(Input)
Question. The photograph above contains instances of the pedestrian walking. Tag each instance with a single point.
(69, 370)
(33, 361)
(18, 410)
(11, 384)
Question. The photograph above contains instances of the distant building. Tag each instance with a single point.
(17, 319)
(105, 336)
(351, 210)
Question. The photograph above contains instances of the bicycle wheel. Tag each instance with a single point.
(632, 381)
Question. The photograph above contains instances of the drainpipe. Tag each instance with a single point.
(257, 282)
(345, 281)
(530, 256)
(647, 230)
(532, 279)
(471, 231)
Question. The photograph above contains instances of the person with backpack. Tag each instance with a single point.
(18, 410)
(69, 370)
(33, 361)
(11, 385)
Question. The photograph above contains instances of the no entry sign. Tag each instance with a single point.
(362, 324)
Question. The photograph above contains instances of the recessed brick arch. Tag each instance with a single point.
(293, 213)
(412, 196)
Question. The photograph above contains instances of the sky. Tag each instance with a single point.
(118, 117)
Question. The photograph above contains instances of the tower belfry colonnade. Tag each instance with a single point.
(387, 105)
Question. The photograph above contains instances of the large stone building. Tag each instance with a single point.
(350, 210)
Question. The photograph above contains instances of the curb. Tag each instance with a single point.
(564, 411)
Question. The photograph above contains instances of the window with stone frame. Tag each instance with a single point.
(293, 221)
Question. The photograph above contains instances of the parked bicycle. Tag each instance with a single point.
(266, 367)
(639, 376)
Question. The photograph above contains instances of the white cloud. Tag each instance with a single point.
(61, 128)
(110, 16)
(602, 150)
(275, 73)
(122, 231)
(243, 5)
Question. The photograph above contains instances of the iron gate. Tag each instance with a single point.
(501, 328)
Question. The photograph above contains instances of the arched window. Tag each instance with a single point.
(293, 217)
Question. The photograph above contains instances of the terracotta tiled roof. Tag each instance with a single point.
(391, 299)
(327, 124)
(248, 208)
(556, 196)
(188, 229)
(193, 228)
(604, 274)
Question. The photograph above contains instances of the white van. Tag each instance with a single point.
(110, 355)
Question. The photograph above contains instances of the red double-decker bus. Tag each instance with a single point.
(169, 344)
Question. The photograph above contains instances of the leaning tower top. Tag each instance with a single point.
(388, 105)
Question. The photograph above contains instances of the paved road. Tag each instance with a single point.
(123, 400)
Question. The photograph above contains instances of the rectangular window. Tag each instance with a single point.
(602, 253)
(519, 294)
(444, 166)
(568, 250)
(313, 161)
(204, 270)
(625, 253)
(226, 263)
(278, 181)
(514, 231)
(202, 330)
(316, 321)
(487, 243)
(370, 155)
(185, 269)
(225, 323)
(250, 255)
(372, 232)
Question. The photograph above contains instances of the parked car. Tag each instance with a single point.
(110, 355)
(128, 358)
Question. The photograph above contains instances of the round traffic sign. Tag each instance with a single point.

(Your goal)
Substitute "Mark" for "Tag" in every item above, and change nothing else.

(Final answer)
Question. The photograph above contains instances of the pedestrian walking. Mark each instance with a single point.
(69, 370)
(33, 361)
(18, 410)
(11, 384)
Question. The photograph above contains instances of the distant building. Mark each instance with a single point.
(17, 319)
(105, 336)
(351, 210)
Question. The photograph above contains instances of the bicycle wheel. Mark each instance with a single point.
(632, 381)
Question. The photograph above contains instances of the drainpipe. Mark each instance with a single point.
(257, 282)
(345, 281)
(530, 256)
(647, 230)
(532, 279)
(471, 231)
Question. The photograph above contains instances of the person with backpack. Mark each instance with a single point.
(18, 410)
(69, 370)
(33, 361)
(11, 385)
Question. The photograph above contains instances of the no entry sign. Mark each instance with a single point.
(362, 324)
Question. The photograph above contains instances of the recessed brick arch. Mark each instance with a single point.
(293, 213)
(412, 196)
Question. The photograph above contains instances of the sky. Mark each instance with a single point.
(118, 117)
Question. The photograph above contains instances of the tower belfry colonnade. Mark each instance with a single point.
(387, 105)
Question. The photograph above contains instances of the large stone building. Mark each instance with a single point.
(350, 210)
Question. The photograph above contains instances of the curb. Mark each instance with a single point.
(564, 411)
Question. The photograph above contains instances of the window with stone frame. Mark each instance with a single point.
(293, 221)
Question. The photograph above contains instances of the parked bicycle. Mark each instance with a single point.
(266, 367)
(639, 376)
Question. The photograph above contains instances of the white cloud. Mark each instance with a single point.
(61, 128)
(110, 16)
(602, 150)
(275, 73)
(122, 231)
(243, 5)
Question. The photograph above contains instances of the iron gate. Mark each instance with a single point.
(501, 328)
Question. The photograph above contains instances of the arched window. Mark each instance with a single point.
(293, 217)
Question. The photograph above contains instances of the terracotta tiled roof. Mark each instance with a single point.
(391, 299)
(327, 124)
(248, 208)
(556, 196)
(188, 229)
(193, 228)
(604, 274)
Question. The photograph above contains instances of the white van. Mark each instance with a single point.
(110, 355)
Question. The photograph above contains instances of the red double-decker bus. Mark each instance with a single point.
(169, 344)
Question. The photograph above contains instances of the leaning tower top. Mark each instance with a single point.
(388, 105)
Question. The photograph above contains instances of the paved road. Mark each instance with a single point.
(123, 400)
Question. The photograph above contains instances of the rectangular window. Mark each instance with a single point.
(602, 253)
(519, 294)
(444, 166)
(568, 250)
(313, 161)
(204, 270)
(625, 253)
(226, 263)
(278, 181)
(514, 231)
(202, 330)
(316, 321)
(487, 243)
(370, 155)
(185, 269)
(225, 323)
(250, 255)
(372, 232)
Question. The photograph above contains instances of the parked car. Mark each instance with a single point.
(110, 355)
(128, 358)
Question. The photograph above contains instances of the round traffic sign. Mark each instance with a single point.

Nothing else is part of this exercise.